EXERCISES:
1) In the Ian Fleming piece, which publication says it investigated him?
2) Summarize the Ian Fleming piece in two sentences.
3) Reproduce the Ian Fleming piece from "This nefarious Englishman" down to "destruction and domination.".

TEXT SHOWN:

§

It's All Ian Fleming's Fault
by A. Leigh Huxley
With all the sorrow, misfortune, anger, and angst that we face in our daily lives, all too often we find ourselves asking the question: Why? Why did this happen to me? At long last, however, you have an answer, one on which you can rely, and turn to when life is at its darkest: It's all Ian Fleming's fault.
This nefarious Englishman who has managed to win so many adulations for his charitable works is a sham! We at The Horizon have investigated this thoroughly*, and have discovered his true scheme, his real ulterior motive, and his plans for world destruction and domination.
His heinous plans began when he was not even conceived -- the first of his horrible plans began over two millennia ago, when the essence of Ian-ness whispered into the ear of a Roman magistrate, 'Say, that Jesus fellow's getting a bit uppity, isn't he? People are running about calling him the Son of God, that won't do at all. Nail him up, would you? There's a lad.' It was not too terribly much longer, on the geological scale, that he began, in his omnipotent un-ness, to sow the seeds of strife in the Middle East by driving thousands to follow the words of the Prophet Mohammed, thereby creating a holy land war that would last to the present day and likely, into perpetuity. Why did he do it? Foresight, my friends, foresight. He knew the Age of Industry would come, and that crude oil would have value like diamonds, someday. He did it so that he might drive up gas prices!

§

(Referring expression pointing data)
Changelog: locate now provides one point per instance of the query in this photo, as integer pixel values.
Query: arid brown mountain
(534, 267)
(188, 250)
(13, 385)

§

ANSWERS BELOW:
1) The Horizon.

2) The piece offers one answer to life's sorrows: it is all Ian Fleming's fault, and it says The Horizon has uncovered his true scheme of world destruction and domination. It claims his plans began over two millennia ago, when the essence of Ian-ness urged a Roman magistrate to nail Jesus up, and that he later drove thousands to follow the Prophet Mohammed so that he might one day drive up gas prices.

3)
This nefarious Englishman who has managed to win so many adulations for his charitable works is a sham! We at The Horizon have investigated this thoroughly*, and have discovered his true scheme, his real ulterior motive, and his plans for world destruction and domination.